WORK TO DO: Gather every line in the entries below that contains the word "floor". Matching is case-sensitive.

--*--

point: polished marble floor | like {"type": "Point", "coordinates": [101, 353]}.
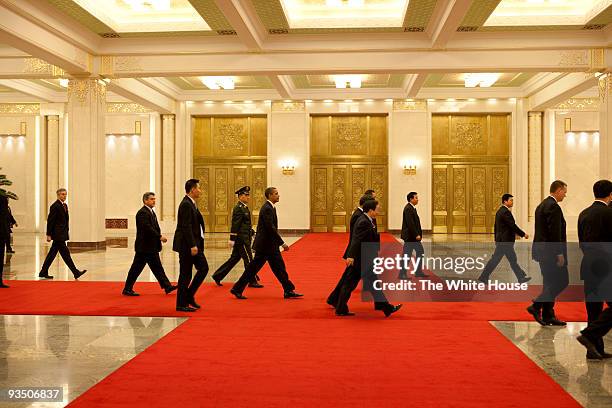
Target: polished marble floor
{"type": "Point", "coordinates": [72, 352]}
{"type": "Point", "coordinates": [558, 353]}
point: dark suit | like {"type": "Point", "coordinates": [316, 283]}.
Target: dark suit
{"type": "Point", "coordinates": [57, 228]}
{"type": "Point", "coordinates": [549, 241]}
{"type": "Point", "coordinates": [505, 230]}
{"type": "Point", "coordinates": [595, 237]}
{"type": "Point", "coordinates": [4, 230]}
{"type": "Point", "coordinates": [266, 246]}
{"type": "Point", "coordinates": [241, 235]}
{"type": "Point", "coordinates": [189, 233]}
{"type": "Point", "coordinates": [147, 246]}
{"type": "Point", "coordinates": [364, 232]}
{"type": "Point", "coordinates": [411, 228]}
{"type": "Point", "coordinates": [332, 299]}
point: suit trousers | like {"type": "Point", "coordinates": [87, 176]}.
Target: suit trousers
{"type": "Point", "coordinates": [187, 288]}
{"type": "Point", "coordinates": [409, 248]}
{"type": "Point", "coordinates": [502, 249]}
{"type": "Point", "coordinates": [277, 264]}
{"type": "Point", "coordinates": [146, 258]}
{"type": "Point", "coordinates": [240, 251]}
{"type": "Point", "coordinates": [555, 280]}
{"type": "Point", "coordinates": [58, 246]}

--*--

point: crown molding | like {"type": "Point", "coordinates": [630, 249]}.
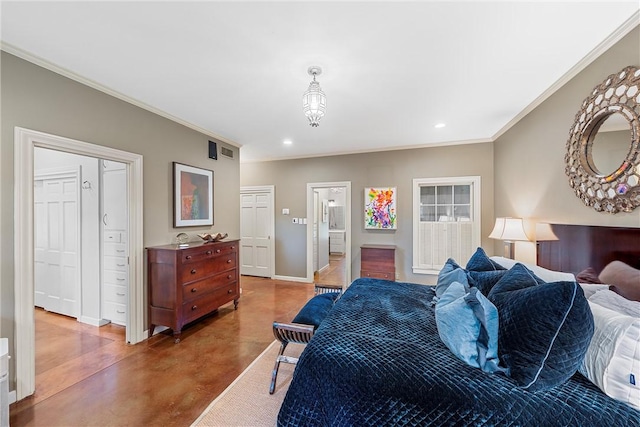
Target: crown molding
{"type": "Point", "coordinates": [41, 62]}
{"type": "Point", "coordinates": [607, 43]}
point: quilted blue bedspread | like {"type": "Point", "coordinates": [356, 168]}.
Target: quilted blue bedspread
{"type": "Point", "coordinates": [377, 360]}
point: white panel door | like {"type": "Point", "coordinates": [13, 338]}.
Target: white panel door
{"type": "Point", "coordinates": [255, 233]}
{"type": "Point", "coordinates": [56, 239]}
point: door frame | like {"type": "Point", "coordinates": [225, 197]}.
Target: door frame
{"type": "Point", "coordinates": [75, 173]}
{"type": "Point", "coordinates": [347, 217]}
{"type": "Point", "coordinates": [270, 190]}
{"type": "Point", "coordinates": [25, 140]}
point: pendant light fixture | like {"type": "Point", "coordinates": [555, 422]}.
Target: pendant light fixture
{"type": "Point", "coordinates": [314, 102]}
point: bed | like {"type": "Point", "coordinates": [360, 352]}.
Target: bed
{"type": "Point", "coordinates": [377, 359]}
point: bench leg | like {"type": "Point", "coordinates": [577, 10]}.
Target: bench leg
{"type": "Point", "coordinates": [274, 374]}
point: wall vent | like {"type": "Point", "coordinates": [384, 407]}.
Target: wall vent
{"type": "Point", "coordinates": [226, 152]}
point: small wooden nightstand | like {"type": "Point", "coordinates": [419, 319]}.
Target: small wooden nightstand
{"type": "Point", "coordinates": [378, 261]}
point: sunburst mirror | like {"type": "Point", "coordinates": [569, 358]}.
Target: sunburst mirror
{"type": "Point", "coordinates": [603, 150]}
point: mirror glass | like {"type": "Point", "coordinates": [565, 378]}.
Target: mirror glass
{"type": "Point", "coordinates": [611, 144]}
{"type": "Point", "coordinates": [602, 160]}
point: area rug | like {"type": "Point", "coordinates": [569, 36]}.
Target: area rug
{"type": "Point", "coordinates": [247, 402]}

--*--

FINAL RESULT:
point: polished marble floor | like {"type": "Point", "coordinates": [101, 353]}.
Target: polished marble floor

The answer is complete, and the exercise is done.